─── Texto proporcionado ───
Mientras el mundo sucumbía ante los nazis, la carrera de McClintock tuvo un momento decisivo cuando en 1941 aceptó incorporarse al prestigioso laboratorio Cold Spring Harbor en Long Island, Nueva York, donde continuaría investigando el resto de su vida. Durante la década de los cuarenta continuó trabajando intensamente y llegó al más trascendente de sus logros: el descubrimiento de la transposición. Este fenómeno ponía bajo los reflectores un hecho totalmente inesperado para los expertos: los genes no siempre ocupan el mismo lugar en los cromosomas, sino que pueden cambiar de posición. Este mismo concepto explica que también se los haya designado como elementos móviles o “genes saltarines”.
─── Material suministrado ───
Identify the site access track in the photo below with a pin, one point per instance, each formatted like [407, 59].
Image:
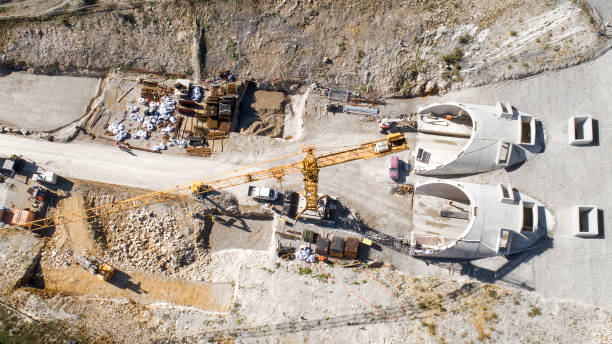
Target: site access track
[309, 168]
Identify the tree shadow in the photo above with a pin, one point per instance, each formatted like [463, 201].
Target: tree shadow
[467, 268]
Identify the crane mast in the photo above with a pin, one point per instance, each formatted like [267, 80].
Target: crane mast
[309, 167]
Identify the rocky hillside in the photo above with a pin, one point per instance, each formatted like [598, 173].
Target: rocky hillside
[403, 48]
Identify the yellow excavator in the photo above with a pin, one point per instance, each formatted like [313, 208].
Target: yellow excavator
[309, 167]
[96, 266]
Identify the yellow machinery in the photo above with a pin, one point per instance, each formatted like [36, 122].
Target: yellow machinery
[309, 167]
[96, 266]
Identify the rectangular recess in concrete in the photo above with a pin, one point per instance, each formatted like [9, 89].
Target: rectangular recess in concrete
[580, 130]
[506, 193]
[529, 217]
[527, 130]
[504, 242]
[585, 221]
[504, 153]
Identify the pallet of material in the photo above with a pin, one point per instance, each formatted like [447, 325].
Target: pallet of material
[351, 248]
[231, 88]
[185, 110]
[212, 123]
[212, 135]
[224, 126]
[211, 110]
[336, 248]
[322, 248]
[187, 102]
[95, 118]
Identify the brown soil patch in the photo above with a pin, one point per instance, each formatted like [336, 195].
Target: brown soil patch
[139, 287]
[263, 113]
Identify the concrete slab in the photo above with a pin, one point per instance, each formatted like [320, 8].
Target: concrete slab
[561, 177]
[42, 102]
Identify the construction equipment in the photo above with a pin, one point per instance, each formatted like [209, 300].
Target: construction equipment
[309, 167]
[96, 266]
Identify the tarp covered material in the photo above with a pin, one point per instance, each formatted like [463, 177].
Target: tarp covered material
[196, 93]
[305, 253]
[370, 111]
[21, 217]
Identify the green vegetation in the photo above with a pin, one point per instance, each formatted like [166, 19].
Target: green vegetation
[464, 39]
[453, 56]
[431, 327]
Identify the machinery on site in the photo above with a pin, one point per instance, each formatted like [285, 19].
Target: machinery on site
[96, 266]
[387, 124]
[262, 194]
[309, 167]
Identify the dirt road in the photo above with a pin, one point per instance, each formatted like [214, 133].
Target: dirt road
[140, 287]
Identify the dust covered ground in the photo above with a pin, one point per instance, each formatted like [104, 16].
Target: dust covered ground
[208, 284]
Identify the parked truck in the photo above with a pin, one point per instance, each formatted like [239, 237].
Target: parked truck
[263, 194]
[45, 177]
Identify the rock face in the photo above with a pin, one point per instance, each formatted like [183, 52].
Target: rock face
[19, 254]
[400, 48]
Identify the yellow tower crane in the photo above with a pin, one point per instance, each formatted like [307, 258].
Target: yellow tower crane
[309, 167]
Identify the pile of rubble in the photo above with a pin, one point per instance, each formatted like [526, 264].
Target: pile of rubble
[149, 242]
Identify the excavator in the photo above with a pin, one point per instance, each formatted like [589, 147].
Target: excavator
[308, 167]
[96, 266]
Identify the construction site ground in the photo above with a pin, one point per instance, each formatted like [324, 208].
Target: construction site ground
───
─── Material suministrado ───
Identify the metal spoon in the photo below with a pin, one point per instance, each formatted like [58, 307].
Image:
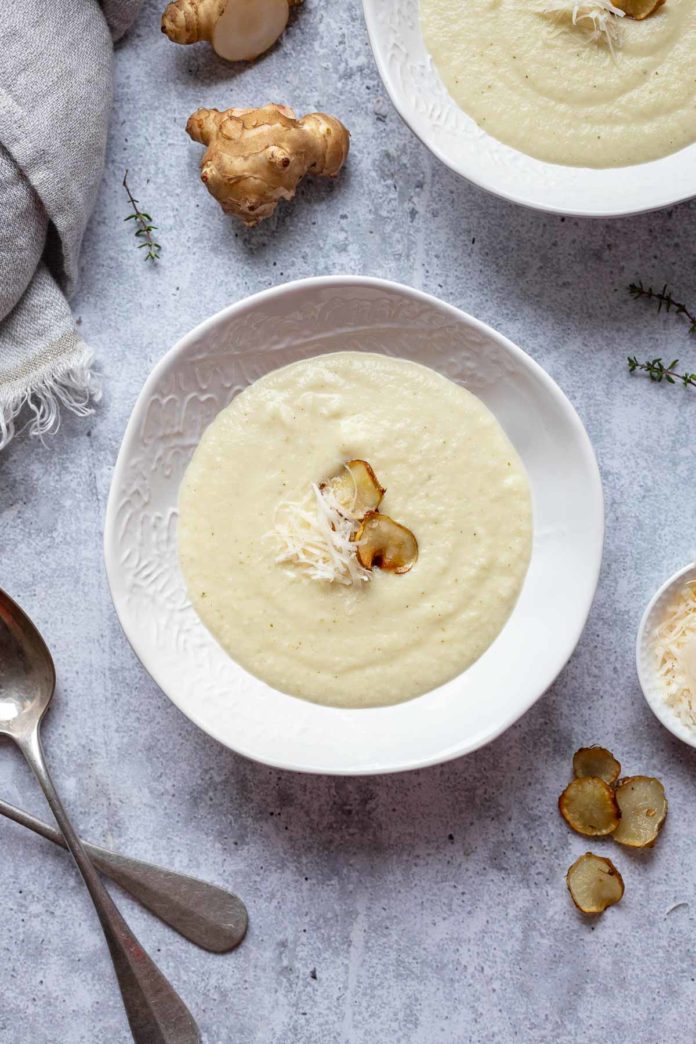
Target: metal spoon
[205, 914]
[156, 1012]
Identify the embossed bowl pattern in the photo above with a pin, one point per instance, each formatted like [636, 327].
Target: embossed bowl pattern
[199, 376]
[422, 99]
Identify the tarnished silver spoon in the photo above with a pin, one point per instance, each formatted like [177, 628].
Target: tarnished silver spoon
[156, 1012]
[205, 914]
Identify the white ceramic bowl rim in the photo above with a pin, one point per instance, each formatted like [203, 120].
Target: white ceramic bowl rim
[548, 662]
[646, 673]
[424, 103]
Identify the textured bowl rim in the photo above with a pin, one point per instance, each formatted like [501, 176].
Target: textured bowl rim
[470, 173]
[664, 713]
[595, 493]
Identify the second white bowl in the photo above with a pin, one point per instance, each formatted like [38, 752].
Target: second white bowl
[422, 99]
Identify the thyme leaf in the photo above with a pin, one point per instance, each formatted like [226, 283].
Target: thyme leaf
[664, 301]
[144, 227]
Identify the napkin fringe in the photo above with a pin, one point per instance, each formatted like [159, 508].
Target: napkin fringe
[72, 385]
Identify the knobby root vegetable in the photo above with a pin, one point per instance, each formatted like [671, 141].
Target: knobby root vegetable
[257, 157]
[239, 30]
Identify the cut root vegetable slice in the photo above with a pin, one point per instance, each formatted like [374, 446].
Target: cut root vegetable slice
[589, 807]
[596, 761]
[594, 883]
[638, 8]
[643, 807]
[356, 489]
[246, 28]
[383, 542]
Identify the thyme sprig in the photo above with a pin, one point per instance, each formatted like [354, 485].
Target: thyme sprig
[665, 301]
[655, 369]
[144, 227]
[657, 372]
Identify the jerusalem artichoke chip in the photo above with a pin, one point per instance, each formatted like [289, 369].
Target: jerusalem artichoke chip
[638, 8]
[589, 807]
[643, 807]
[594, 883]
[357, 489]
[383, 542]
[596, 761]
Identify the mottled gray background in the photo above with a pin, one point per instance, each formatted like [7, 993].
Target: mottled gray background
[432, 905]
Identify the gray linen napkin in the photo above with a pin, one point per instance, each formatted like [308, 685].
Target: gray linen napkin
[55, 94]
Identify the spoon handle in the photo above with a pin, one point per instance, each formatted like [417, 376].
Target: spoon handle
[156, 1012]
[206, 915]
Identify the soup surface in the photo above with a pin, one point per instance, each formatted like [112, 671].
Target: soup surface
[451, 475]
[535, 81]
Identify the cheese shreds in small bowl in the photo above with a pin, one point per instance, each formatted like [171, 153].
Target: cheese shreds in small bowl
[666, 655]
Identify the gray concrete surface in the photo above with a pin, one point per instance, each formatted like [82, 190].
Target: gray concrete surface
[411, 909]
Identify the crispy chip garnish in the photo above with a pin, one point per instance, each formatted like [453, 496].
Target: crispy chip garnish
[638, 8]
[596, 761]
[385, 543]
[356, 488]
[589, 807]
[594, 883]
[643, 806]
───
### Tarea a realizar:
Prosigue el texto sobre McClintock y la transposición a partir de su última oración. Las entradas no guardan relación alguna con el texto sobre McClintock y la transposición.

### Espacio de respuesta:
La publicación de McClintock vio la luz a comienzos de la década de 1950. Pero la ovación no fue inmediata: a pesar de su enorme trascendencia, el trabajo no fue apreciado ni comprendido por la comunidad científica de la época. Muchos investigadores lo desestimaron mientras que algunos incluso lo ignoraron considerándolo de escaso interés. Tal incomprensión provocó una profunda decepción con sus colegas, que llevó a McClintock a recluirse y aislarse: dejó de publicar los resultados de su trabajo y de dar conferencias, aunque continuó investigando.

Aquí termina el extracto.